* start *

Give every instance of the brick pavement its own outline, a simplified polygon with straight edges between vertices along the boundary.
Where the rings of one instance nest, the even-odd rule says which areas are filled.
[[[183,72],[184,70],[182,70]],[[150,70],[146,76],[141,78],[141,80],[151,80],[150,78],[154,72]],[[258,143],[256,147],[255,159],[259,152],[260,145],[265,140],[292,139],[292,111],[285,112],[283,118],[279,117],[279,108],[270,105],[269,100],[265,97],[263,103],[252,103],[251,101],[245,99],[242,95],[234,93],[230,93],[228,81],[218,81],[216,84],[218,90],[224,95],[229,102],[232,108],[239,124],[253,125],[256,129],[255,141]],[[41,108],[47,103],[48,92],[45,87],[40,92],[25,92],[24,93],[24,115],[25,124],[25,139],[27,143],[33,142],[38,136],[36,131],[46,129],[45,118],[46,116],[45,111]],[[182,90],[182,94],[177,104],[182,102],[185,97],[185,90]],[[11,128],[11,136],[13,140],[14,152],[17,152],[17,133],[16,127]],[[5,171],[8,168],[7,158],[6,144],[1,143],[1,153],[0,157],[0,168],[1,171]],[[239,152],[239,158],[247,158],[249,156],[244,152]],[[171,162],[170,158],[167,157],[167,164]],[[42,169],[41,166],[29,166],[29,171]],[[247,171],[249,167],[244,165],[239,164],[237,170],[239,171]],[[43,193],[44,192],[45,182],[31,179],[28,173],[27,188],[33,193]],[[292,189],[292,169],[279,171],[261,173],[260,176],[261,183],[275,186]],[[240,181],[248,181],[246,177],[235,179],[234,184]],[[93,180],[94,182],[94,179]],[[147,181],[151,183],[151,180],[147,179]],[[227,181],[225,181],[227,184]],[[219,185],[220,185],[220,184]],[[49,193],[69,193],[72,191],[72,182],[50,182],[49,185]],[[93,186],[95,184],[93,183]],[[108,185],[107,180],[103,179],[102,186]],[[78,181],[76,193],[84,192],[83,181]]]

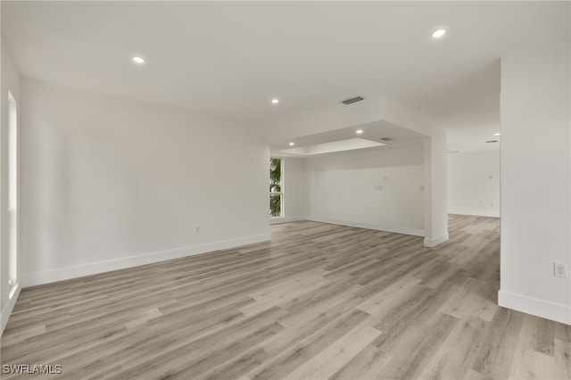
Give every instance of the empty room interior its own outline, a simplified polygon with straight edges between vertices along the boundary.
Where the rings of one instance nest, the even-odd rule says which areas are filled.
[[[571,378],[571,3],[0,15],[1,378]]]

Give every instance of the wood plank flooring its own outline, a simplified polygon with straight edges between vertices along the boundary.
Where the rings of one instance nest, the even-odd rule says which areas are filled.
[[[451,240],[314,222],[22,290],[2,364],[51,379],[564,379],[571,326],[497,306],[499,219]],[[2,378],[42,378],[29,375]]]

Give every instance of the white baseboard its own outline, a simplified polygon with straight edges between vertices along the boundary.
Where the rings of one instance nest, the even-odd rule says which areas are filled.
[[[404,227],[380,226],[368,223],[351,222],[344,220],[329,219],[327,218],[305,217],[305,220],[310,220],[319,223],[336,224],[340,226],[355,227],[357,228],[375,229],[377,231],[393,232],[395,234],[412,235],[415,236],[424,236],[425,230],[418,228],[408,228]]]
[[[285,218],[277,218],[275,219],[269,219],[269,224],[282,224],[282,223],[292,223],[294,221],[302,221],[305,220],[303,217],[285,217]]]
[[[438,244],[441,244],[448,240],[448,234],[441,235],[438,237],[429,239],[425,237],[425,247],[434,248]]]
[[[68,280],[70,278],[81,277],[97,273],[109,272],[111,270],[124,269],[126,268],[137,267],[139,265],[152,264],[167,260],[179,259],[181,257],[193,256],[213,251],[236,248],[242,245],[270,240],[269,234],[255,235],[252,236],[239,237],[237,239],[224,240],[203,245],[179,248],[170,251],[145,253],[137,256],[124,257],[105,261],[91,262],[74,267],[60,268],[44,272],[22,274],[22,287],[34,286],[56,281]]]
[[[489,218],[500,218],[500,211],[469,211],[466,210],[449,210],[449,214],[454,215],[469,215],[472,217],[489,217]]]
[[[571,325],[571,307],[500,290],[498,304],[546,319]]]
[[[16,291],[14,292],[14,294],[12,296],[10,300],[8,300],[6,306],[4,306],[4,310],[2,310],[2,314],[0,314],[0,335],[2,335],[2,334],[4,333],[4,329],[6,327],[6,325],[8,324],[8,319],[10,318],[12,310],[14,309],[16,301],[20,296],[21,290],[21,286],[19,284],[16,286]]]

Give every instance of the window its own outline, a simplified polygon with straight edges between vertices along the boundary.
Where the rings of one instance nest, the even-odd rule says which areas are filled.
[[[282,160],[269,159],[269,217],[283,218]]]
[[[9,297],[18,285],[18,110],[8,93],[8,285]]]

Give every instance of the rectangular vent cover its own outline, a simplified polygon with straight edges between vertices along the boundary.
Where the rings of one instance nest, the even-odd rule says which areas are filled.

* end *

Omitting all images, retype each line of the records precisely.

Give every instance of the brick pavement its own outline, a simplified polygon with straight edges between vertices along the boundary.
Where the rings of one instance nest, the even-odd rule says which areas are filled.
[[[183,72],[184,70],[182,70]],[[150,70],[146,76],[141,78],[141,80],[151,80],[150,78],[154,72]],[[258,143],[256,147],[255,159],[259,152],[260,145],[265,140],[292,139],[292,111],[285,112],[283,118],[279,117],[279,108],[270,105],[269,100],[265,97],[263,103],[252,103],[251,101],[245,99],[242,95],[234,93],[230,93],[228,81],[218,81],[216,84],[218,90],[224,95],[229,102],[232,108],[239,124],[253,125],[256,129],[255,141]],[[41,108],[47,103],[48,92],[45,87],[40,92],[25,92],[24,93],[24,115],[25,124],[25,139],[27,143],[33,142],[38,136],[36,131],[46,129],[45,118],[46,116],[45,111]],[[182,90],[182,94],[177,104],[182,102],[185,97],[185,90]],[[11,128],[11,136],[13,140],[14,152],[17,152],[17,133],[16,127]],[[5,171],[8,168],[7,158],[6,144],[1,143],[1,153],[0,157],[0,168],[1,171]],[[239,152],[239,158],[247,158],[249,156],[244,152]],[[171,162],[170,158],[167,157],[167,164]],[[42,169],[41,166],[29,166],[29,171]],[[247,171],[249,167],[244,165],[239,164],[237,170],[239,171]],[[43,193],[44,192],[45,182],[31,179],[28,173],[27,188],[33,193]],[[292,189],[292,169],[279,171],[261,173],[260,176],[261,183],[275,186]],[[240,181],[248,181],[246,177],[235,179],[234,184]],[[93,180],[94,182],[94,179]],[[147,181],[151,183],[151,180],[147,179]],[[227,181],[225,181],[227,184]],[[219,185],[220,185],[220,184]],[[49,193],[69,193],[72,191],[72,182],[50,182],[49,185]],[[93,186],[95,184],[93,183]],[[108,185],[107,180],[103,179],[102,186]],[[78,181],[76,193],[84,192],[83,181]]]

Give every instance of the empty room interior its own outline, a simplified polygon with straight edges between vertices along the boundary.
Where the rings of one instance nest, the even-odd rule says which areas are filled.
[[[571,378],[571,3],[0,15],[1,378]]]

Give every instance of the wood plank flooring its own outline, a simplified polygon with straight edges between vertices along the boundary.
Where the rings of one instance nest, the even-odd rule says which areas are filled.
[[[451,240],[314,222],[22,290],[2,364],[51,379],[564,379],[571,326],[497,306],[499,219]],[[2,378],[42,378],[29,375]]]

Give every instance of the white baseboard its own outline, a simplified polygon with straight edges between vertices along the boundary.
Where the rings of one instance nest, the even-odd rule says which areas are filled.
[[[404,227],[380,226],[368,223],[351,222],[344,220],[329,219],[327,218],[305,217],[305,220],[310,220],[319,223],[336,224],[340,226],[355,227],[357,228],[375,229],[377,231],[393,232],[395,234],[412,235],[415,236],[424,236],[425,230],[418,228],[408,228]]]
[[[285,218],[277,218],[275,219],[269,219],[269,224],[282,224],[282,223],[292,223],[294,221],[302,221],[305,220],[303,217],[285,217]]]
[[[438,244],[441,244],[448,240],[448,234],[441,235],[438,237],[429,239],[425,237],[425,247],[434,248]]]
[[[68,280],[70,278],[81,277],[97,273],[109,272],[111,270],[124,269],[126,268],[137,267],[139,265],[152,264],[167,260],[179,259],[181,257],[193,256],[213,251],[236,248],[242,245],[270,240],[269,234],[255,235],[252,236],[239,237],[237,239],[224,240],[203,245],[179,248],[170,251],[145,253],[137,256],[124,257],[105,261],[91,262],[74,267],[60,268],[44,272],[22,274],[22,287],[34,286],[56,281]]]
[[[489,218],[500,218],[500,211],[469,211],[466,210],[449,210],[449,214],[454,215],[469,215],[472,217],[489,217]]]
[[[571,325],[571,307],[500,290],[498,304],[546,319]]]
[[[16,291],[14,292],[14,294],[12,296],[10,300],[8,300],[6,306],[4,306],[4,310],[2,310],[2,314],[0,314],[0,335],[2,335],[2,334],[4,333],[4,329],[6,327],[6,325],[8,324],[8,319],[10,318],[12,310],[14,309],[16,301],[20,296],[21,290],[21,286],[19,284],[16,286]]]

Give every instance of the window its own outline, a simplified polygon with straight edges between vertices along the boundary.
Where the rings of one instance nest, the even-odd rule says which areas are filled.
[[[282,160],[269,159],[269,217],[283,218]]]
[[[9,297],[18,285],[18,110],[8,93],[8,285]]]

Give every instance of the rectangular vent cover its own outline, a simplified polygon with straight edges between vertices along the boundary.
Where the rings of one instance nest, the even-odd rule says which areas are filled.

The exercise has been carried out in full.